• _SOURCE EXTRACT_:
[Start of section]

The nose and upper deck of the world's first twin-aisle wide body jetliner, designed in the late 1960s to meet demand for mass travel, became the world's most luxurious club above the clouds.
The 747, however, transformed travel in the seemingly endless rows at the back of the new jumbo.
"This was THE airplane that introduced flying for the middle class in the U.S.," said Air France-KLM CEO Ben Smith.
"Prior to the 747 your average family couldn't fly from the U.S. to Europe affordably," Smith told Reuters.
From America's "Doomsday Plane" nuclear command post to papal visits on chartered 747s nicknamed Shepherd One, the jumbo made its mark on global affairs, symbolizing war and peace.
Two previously delivered 747s are now being outfitted to replace US presidential jets known as Air Force One around the world.
Linda Freier worked as a Pan Am flight attendant, serving passengers ranging from Michael Jackson to Mother Teresa.
"It was an incredible diversity of passengers. People who were well dressed and people who had very little and spent everything they had on that ticket," Freier said.

[End of section]

• _INFORMATION SUPPLIED_:
[Start of section]

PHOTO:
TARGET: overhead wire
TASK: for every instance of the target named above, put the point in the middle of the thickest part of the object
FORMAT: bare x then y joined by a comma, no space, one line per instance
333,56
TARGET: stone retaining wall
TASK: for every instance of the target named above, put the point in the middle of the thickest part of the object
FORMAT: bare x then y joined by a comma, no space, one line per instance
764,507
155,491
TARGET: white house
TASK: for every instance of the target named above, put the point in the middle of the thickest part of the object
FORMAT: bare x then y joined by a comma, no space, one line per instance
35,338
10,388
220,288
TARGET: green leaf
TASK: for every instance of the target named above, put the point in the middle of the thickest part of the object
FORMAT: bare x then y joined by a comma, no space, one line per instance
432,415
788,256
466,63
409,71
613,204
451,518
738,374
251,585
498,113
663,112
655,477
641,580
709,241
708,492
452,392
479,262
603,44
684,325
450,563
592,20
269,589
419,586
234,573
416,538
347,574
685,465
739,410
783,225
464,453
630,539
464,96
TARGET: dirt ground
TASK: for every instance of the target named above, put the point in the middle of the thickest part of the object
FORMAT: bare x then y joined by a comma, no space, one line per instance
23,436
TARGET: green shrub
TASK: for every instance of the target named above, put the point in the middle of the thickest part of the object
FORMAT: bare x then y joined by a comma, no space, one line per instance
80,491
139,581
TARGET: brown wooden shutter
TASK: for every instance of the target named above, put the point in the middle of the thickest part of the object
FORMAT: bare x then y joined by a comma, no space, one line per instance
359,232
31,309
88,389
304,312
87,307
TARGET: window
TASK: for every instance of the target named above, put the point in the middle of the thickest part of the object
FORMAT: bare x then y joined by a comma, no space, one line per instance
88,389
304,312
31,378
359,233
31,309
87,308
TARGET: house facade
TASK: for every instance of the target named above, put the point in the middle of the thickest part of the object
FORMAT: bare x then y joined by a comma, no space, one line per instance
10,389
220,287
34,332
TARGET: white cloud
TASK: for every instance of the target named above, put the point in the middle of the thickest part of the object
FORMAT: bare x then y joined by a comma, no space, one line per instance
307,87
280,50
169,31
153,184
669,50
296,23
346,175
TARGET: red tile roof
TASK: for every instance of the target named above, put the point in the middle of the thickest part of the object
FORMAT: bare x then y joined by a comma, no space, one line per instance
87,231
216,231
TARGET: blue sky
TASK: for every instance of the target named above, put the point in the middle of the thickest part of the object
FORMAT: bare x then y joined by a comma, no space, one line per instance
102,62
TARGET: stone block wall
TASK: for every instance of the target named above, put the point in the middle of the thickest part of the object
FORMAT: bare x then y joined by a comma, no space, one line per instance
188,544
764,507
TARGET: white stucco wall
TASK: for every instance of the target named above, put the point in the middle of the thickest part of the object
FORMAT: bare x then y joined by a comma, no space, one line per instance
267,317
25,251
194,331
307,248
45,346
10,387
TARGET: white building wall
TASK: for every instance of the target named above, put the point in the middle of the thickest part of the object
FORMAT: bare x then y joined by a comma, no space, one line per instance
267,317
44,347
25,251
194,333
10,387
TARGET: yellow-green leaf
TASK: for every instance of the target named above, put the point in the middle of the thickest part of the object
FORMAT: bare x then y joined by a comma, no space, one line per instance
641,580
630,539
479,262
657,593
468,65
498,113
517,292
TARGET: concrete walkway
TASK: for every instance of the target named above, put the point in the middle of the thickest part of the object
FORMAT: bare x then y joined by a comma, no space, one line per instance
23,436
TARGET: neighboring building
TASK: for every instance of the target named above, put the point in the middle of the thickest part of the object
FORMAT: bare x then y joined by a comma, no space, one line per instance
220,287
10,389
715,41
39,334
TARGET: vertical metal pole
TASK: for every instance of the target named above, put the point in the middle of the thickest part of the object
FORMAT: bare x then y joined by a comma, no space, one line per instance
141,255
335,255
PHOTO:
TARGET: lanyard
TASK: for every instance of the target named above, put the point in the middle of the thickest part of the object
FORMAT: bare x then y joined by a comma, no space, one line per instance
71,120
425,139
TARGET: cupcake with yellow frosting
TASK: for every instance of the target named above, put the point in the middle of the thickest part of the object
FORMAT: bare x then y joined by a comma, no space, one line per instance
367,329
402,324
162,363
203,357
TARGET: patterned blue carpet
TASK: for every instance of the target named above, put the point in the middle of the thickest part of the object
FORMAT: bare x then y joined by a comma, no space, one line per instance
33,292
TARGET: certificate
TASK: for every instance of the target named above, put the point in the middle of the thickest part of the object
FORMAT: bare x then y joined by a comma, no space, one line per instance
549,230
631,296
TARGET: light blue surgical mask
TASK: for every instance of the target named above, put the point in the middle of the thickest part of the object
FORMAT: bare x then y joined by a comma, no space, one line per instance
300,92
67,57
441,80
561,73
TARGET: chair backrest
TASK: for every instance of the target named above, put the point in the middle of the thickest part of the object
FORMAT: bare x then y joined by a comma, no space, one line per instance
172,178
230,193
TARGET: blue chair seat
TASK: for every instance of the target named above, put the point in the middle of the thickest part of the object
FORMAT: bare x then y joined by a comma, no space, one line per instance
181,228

[End of section]
[Start of section]

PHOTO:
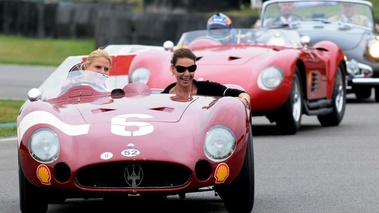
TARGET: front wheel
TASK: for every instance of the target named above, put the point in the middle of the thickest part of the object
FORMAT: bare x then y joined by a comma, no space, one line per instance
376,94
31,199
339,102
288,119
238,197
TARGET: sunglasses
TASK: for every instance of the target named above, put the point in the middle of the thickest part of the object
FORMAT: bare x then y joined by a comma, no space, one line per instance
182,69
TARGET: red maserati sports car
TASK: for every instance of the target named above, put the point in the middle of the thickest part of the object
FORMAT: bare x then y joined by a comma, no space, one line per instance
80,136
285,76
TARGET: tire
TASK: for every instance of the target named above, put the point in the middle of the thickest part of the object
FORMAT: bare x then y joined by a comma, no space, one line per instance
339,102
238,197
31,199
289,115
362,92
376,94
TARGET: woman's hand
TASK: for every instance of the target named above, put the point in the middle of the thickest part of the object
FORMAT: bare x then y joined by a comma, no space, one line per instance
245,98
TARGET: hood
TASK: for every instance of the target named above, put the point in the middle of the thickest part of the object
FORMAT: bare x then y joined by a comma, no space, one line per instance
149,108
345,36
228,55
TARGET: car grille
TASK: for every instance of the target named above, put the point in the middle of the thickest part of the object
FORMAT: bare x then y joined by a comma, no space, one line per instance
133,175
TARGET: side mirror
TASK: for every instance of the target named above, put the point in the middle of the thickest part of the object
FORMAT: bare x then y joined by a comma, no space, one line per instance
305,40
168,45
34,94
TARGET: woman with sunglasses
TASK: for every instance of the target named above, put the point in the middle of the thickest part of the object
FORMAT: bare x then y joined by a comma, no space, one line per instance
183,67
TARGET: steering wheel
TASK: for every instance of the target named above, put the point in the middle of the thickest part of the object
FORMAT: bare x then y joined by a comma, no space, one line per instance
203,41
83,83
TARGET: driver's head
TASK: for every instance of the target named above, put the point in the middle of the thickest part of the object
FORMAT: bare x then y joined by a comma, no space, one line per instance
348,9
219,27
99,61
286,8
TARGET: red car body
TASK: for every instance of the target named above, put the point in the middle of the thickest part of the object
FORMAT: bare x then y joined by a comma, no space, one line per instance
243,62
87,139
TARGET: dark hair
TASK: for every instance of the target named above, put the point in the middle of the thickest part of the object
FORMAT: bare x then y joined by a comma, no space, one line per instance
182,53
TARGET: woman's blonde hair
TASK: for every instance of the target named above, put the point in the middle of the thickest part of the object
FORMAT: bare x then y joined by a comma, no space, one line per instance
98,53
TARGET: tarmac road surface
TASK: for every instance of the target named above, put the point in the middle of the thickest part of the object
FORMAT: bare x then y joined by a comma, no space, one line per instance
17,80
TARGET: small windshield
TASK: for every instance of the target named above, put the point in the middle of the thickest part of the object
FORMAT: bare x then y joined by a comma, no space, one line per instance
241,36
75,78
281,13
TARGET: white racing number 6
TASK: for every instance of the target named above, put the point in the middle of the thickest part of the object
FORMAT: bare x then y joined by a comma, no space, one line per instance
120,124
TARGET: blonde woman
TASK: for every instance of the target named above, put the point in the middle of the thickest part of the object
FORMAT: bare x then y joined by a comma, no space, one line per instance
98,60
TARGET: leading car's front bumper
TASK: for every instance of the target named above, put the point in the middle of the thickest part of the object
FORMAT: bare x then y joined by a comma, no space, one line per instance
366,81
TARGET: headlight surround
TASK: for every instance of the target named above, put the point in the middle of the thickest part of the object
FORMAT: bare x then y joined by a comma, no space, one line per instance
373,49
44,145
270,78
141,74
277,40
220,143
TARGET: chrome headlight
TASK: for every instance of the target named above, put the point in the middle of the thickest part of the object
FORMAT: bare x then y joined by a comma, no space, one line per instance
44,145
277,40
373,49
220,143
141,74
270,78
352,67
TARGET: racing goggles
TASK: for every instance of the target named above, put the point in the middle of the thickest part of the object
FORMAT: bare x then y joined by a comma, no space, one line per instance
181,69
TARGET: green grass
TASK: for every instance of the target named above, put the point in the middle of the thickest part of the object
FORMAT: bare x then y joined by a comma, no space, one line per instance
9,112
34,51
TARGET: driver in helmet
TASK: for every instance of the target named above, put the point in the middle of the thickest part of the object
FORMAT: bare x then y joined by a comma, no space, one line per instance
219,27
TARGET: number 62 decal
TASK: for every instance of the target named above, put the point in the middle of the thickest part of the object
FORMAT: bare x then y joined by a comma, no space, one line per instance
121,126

[End of section]

• _YOUR ASSIGNMENT_: Copy out the full passage on the 747 jumbo jet word for word, with nothing changed.

• _TASK ANSWER_:
The nose and upper deck of the world's first twin-aisle wide body jetliner, designed in the late 1960s to meet demand for mass travel, became the world's most luxurious club above the clouds.
The 747, however, transformed travel in the seemingly endless rows at the back of the new jumbo.
"This was THE airplane that introduced flying for the middle class in the U.S.," said Air France-KLM CEO Ben Smith.
"Prior to the 747 your average family couldn't fly from the U.S. to Europe affordably," Smith told Reuters.
From America's "Doomsday Plane" nuclear command post to papal visits on chartered 747s nicknamed Shepherd One, the jumbo made its mark on global affairs, symbolizing war and peace.
Two previously delivered 747s are now being outfitted to replace US presidential jets known as Air Force One around the world.
Linda Freier worked as a Pan Am flight attendant, serving passengers ranging from Michael Jackson to Mother Teresa.
"It was an incredible diversity of passengers. People who were well dressed and people who had very little and spent everything they had on that ticket," Freier said.